** TESTO DI RIFERIMENTO **
....

11 Febbraio 2025

Impossibilità, per la transazione intervenuta successivamente e senza specifica pattuizione sul punto, di porre nel nulla il precedente accordo intervenuto tra soci e contenente il riconoscimento di un beneficio economico a favore di uno degli stessi

di Ilaria Tironi, Dottoressa in legge Scarica in PDF

Sent., Trib. Milano, sez. quindicesima – Tribunale delle imprese – specializzata Impresa “B” Civile, 30 maggio 2024, n. 6361.

Parole chiave: Cessione del capitale sociale – accordi tra soci – beneficio a favore dell’ex socio – interpretazione del contratto – criterio letterale – volontà delle parti – principio di buona fede.

Massime: “L’accordo che prevede il riconoscimento di un beneficio economico a favore di un ex socio, con la finalità di remunerare l’ex socio per il contributo da lui apportato alla crescita del valore aziendale, deve essere interpretato alla luce del principio di buona fede e dei criteri improntati al rispetto del senso letterale del testo e alla corretta ricostruzione della volontà delle parti, con il risultato che, la transazione generale conclusa successivamente all’accordo tra le parti non estingue il beneficio previsto dallo stesso, se non espressamente menzionato

Nel contesto di un’operazione di cessione del capitale sociale, a fronte di un accordo che prevede il riconoscimento di un beneficio economico avente ad oggetto una percentuale del valore di una quota a favore di  un ex socio, con lo scopo di remunerarlo per il contributo da lui apportato alla crescita del valore aziendale,  la quantificazione di tale beneficio deve avvenire prendendo a riferimento il valore della quota alla data di conclusione dell’operazione, in quanto la stessa integra il momento in cui il valore della quota riflette anche il contributo apportato dal socio, non potendo essere invece considerato il valore della stessa in un momento successivo”.

CASO

La vicenda oggetto della pronuncia si colloca nel contesto di un’operazione di cessione dell’intero capitale sociale di una società holding di partecipazioni in società attive nell’industria della moda e brand portfolio company (cioè, costituita con lo scopo di acquisire, in proprietà od in licenza, marchi della moda da promuovere e sviluppare) e dell’accordo, disciplinato dai soci della stessa, al fine di disciplinare i rapporti tra loro in vista dell’operazione di cessione.

....

** DESCRIZIONE ATTIVITÀ **
Riproduci senza alcuna modifica il brano del commento alla sentenza che parte da "Sent., Trib. Milano, sez." e prosegue fino a "di buona fede." incluso.

** DATI REGISTRATI **
....

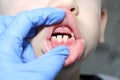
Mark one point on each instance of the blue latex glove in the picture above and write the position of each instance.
(12, 66)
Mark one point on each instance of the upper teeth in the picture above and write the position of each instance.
(62, 38)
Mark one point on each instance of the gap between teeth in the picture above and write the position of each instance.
(62, 38)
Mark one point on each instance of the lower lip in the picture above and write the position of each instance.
(75, 47)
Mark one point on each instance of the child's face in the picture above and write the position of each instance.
(83, 17)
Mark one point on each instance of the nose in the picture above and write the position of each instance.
(72, 5)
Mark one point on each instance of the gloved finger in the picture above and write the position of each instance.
(24, 21)
(28, 53)
(49, 64)
(4, 22)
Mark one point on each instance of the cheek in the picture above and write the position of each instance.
(38, 42)
(89, 26)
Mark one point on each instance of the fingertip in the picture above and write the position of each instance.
(60, 50)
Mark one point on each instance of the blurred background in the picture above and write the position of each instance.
(106, 58)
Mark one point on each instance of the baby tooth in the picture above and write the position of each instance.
(53, 38)
(59, 38)
(72, 34)
(65, 38)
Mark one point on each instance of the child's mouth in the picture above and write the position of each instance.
(66, 33)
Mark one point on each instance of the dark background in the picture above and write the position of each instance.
(106, 58)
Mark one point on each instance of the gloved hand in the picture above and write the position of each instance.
(12, 66)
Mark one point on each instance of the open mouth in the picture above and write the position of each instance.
(66, 33)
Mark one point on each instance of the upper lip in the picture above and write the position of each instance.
(69, 21)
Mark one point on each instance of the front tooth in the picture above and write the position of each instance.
(65, 38)
(53, 38)
(59, 38)
(72, 35)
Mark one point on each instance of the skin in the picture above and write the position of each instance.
(91, 23)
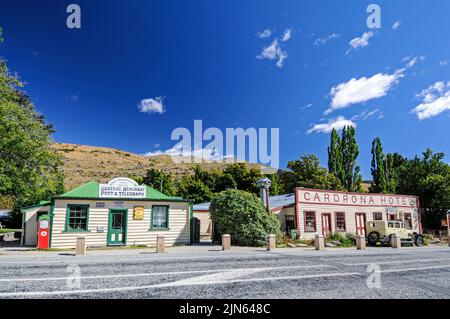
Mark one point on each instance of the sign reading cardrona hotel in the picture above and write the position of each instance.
(121, 188)
(338, 198)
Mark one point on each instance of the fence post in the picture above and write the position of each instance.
(226, 242)
(360, 242)
(319, 242)
(396, 241)
(271, 242)
(81, 246)
(160, 244)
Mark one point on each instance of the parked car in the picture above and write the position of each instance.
(380, 231)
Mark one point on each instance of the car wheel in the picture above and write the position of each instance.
(419, 241)
(373, 238)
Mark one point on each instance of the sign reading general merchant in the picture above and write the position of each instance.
(308, 196)
(122, 187)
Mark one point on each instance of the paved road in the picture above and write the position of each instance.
(241, 273)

....

** RISULTATO **
Sent., Trib. Milano, sez. quindicesima – Tribunale delle imprese – specializzata Impresa “B” Civile, 30 maggio 2024, n. 6361.

Parole chiave: Cessione del capitale sociale – accordi tra soci – beneficio a favore dell’ex socio – interpretazione del contratto – criterio letterale – volontà delle parti – principio di buona fede.